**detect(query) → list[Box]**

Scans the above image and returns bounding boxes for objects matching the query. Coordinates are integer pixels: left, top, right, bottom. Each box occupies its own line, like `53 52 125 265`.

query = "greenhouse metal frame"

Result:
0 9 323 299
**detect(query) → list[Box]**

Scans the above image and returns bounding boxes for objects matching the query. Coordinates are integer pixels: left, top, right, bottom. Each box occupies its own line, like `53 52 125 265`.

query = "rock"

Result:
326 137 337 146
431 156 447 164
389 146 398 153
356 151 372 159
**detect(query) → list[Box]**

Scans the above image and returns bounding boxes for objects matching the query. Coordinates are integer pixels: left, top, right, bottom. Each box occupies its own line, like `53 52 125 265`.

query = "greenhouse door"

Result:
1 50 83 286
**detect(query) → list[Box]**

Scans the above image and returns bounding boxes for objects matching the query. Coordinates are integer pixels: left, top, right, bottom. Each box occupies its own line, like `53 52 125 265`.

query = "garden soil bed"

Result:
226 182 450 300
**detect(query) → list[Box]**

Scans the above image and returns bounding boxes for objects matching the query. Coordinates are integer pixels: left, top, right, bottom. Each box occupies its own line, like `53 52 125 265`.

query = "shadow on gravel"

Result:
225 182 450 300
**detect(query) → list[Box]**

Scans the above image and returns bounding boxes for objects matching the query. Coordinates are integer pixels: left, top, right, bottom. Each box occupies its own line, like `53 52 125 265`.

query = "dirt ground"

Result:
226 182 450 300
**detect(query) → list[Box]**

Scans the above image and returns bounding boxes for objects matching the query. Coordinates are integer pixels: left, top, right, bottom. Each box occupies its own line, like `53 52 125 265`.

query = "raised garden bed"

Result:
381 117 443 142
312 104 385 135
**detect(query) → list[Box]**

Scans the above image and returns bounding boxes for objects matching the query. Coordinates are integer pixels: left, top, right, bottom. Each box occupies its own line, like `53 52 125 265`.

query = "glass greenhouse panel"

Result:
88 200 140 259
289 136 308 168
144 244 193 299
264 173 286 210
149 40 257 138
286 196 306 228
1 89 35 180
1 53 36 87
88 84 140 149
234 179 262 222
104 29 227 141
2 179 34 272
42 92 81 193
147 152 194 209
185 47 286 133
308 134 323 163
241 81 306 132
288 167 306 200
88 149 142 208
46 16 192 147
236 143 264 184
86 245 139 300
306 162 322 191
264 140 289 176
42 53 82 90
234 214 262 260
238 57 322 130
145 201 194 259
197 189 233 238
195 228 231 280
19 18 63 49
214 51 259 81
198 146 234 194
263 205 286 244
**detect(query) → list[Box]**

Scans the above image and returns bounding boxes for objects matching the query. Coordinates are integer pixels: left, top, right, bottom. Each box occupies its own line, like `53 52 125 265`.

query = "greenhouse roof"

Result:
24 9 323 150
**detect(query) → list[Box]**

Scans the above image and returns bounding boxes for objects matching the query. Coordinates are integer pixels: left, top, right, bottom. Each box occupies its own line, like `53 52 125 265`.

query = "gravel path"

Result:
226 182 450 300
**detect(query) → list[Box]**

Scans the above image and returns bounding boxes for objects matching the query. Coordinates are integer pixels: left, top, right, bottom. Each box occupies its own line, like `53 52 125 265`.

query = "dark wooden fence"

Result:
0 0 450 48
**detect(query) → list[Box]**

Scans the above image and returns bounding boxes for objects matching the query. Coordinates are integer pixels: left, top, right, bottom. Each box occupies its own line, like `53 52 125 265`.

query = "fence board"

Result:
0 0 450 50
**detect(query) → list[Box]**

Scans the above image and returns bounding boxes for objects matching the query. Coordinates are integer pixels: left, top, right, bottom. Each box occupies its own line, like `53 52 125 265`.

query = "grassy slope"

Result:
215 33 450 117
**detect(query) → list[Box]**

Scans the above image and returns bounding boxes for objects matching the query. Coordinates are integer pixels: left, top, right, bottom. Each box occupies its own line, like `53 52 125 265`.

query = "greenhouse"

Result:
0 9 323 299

━━━━━━━━━━━━━━━━━━━━━━━━━━━━━━

**What is asked:** Give back, character for character, the entries above, from their first line up to and including the line containing "1 50 83 286".

**Full output:**
**detect(query) → list[Box]**

Scans the above image and returns bounding boxes for objects matching the query. Coordinates are integer pixels: left, top, right, bottom. Each box occupies its own line, like `53 52 125 265`.

query = "greenhouse metal frame"

Result:
0 9 323 299
**detect(query) → list[Box]**

Scans the above image and returns bounding boxes for objects matching the query. Coordinates are integer pixels: left, top, right, bottom. Each box occupies its own line, like `53 52 125 265`.

query = "rock"

Result:
326 137 337 146
431 156 447 164
389 146 398 153
356 151 372 159
**detect(query) → list[Box]**

Scans the above image and returns bounding boxes for objects matching the query. Coordinates are integer pixels: left, top, right, bottom. Each box occupies its own line, like `53 52 125 265`.

query = "greenhouse door"

Result:
1 50 83 286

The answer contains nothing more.